== TASK TO CARRY OUT ==
The line containing "the green grass" and every line after it, through the last, are to be extracted exactly; no other lines belong in the answer.
# # # # #
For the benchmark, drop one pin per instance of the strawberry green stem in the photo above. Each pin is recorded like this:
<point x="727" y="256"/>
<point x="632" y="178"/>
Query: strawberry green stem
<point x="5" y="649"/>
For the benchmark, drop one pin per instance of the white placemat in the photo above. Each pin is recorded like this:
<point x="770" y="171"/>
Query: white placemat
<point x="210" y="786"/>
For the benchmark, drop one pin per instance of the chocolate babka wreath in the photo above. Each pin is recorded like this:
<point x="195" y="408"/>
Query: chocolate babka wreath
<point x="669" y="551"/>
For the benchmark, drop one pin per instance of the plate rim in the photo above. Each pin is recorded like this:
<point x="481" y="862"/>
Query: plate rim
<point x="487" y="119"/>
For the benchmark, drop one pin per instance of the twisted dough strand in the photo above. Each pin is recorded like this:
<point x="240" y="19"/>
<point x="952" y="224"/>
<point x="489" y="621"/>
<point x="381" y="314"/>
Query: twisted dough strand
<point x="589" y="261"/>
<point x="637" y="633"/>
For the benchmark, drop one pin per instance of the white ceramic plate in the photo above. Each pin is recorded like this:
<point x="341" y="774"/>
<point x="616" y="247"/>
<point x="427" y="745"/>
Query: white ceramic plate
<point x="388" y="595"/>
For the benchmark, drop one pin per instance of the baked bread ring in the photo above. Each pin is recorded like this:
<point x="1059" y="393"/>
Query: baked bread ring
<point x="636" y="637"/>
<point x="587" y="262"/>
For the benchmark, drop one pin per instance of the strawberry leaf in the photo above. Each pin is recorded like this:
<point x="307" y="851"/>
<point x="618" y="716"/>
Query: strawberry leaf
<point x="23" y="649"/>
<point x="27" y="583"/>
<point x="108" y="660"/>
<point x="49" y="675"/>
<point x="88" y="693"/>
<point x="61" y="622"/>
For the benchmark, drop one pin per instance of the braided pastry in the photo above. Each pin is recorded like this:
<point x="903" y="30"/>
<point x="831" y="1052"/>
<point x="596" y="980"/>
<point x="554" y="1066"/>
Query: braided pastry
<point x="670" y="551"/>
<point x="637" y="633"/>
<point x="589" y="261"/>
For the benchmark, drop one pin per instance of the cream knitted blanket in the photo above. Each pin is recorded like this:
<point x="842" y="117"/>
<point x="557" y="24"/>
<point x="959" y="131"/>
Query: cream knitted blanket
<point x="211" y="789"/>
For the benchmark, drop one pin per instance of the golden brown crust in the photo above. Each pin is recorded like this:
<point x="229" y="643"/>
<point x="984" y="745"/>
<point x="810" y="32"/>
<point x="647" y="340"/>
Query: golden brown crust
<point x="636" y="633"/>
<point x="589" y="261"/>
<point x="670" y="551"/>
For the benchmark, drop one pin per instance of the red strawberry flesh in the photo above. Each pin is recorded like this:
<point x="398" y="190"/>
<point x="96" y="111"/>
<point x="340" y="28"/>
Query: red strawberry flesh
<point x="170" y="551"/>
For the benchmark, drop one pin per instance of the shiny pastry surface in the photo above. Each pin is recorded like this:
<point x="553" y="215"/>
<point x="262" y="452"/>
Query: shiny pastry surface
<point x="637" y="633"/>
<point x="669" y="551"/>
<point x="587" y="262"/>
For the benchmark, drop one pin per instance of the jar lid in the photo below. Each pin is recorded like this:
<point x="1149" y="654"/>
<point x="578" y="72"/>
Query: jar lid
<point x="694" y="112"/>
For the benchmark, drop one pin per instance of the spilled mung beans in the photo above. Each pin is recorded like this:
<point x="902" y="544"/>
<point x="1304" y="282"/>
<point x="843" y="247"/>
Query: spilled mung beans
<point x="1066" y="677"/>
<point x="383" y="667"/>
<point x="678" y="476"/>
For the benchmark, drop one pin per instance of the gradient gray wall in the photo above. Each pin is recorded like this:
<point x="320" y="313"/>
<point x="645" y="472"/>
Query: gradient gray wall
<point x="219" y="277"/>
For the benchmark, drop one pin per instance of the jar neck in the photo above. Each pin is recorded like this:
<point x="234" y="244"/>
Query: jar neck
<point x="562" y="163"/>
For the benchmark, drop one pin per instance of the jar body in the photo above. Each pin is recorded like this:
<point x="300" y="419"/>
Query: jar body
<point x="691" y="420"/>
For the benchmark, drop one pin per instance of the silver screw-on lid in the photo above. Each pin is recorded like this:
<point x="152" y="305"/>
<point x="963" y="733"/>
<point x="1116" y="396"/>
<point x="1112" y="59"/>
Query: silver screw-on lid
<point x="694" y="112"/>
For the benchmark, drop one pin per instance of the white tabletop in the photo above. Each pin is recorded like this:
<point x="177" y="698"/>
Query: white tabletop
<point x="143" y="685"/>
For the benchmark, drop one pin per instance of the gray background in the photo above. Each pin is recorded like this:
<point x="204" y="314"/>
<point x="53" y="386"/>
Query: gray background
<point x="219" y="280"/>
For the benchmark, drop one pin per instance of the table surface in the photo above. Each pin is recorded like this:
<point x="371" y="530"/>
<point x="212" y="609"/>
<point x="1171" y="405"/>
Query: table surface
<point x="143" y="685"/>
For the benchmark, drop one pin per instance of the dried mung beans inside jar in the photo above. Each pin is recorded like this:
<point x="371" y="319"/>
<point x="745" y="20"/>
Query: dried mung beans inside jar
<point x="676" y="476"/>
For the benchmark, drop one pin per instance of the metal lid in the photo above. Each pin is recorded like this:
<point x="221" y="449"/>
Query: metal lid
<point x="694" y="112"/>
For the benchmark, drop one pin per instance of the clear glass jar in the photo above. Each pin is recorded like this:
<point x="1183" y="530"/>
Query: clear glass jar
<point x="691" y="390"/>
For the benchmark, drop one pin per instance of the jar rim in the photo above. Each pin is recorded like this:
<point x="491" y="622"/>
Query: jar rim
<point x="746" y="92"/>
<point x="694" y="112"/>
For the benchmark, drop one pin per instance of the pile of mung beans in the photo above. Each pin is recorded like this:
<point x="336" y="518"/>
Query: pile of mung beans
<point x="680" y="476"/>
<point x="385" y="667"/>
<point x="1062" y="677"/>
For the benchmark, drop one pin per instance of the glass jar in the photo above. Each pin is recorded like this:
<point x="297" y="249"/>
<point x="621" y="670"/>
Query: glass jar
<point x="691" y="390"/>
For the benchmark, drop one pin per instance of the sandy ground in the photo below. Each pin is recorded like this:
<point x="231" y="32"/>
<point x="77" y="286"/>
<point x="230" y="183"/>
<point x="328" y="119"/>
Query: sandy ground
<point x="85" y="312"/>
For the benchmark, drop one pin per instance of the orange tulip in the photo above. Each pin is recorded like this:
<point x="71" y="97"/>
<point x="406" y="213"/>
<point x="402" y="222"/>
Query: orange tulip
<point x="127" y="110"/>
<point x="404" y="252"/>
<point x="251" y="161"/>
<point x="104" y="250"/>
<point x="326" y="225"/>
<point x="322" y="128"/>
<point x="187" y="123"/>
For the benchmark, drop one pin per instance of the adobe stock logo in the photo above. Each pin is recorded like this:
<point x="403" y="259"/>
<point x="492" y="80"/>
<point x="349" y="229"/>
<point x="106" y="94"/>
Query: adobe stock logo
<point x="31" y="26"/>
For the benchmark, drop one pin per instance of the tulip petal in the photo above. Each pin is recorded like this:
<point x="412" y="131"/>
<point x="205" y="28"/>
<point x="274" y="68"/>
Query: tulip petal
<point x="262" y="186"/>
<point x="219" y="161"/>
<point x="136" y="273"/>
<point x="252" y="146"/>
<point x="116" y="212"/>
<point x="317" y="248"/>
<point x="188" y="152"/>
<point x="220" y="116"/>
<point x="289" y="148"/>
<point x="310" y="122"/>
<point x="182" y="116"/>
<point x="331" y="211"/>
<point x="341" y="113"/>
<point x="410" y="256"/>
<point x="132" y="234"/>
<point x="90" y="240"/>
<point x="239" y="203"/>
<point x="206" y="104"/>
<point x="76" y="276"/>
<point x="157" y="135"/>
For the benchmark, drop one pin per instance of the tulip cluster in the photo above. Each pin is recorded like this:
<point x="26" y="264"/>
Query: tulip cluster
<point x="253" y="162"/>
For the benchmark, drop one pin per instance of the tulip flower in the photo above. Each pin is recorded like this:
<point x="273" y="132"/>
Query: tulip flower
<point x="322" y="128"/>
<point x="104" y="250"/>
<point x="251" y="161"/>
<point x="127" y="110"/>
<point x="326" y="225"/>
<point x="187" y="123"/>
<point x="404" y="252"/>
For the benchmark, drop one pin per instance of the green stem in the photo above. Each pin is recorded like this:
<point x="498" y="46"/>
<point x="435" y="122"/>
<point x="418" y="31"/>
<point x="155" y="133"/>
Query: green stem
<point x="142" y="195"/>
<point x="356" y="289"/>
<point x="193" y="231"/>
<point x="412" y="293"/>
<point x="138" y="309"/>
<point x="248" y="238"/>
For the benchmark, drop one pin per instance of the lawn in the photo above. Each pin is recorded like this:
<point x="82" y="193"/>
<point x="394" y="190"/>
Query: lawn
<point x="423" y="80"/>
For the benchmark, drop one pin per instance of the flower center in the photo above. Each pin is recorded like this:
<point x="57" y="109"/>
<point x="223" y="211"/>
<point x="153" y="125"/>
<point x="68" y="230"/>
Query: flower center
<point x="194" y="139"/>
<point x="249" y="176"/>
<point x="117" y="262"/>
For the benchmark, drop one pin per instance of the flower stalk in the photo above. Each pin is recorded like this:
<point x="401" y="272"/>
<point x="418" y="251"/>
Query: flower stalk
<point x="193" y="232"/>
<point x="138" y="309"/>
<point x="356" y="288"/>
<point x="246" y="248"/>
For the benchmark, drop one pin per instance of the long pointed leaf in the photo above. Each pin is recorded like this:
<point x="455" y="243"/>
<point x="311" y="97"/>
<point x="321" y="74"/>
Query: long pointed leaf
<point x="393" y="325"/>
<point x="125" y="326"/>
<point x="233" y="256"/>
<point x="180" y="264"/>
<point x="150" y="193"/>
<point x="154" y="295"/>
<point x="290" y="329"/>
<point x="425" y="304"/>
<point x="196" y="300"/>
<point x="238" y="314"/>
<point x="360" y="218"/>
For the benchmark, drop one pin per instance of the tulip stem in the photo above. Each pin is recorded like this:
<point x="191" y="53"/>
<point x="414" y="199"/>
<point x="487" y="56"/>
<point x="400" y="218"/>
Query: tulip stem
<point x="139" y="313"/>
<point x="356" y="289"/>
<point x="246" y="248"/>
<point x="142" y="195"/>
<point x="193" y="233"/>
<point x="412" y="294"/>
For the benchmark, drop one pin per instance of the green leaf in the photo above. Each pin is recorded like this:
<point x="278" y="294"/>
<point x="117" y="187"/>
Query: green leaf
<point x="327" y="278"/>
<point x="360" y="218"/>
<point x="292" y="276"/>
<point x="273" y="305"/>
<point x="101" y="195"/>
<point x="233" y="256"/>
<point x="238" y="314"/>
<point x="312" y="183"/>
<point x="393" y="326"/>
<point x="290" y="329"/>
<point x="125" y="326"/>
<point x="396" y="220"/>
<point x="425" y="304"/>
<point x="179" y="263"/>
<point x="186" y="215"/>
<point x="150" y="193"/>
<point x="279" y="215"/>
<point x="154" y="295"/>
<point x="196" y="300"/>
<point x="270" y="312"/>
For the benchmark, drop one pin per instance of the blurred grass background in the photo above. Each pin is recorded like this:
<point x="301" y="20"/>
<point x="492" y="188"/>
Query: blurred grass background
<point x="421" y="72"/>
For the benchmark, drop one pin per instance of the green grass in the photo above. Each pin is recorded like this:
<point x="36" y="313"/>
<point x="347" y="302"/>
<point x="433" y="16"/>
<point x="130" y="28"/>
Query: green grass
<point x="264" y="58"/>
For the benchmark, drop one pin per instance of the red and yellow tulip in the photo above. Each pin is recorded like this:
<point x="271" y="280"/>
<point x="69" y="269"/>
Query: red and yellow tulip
# # # # #
== REPLY TO THE EXERCISE ==
For the benchmark, drop one pin per instance of the green grass in the photo above. Each pin is recorded like this:
<point x="36" y="313"/>
<point x="347" y="302"/>
<point x="433" y="16"/>
<point x="130" y="28"/>
Query: green grass
<point x="264" y="58"/>
For the benchmark, drop one pin per instance of the red and yellow tulip in the photo above. Each pin is recorded like this:
<point x="271" y="280"/>
<point x="69" y="269"/>
Query: red and yellow tulip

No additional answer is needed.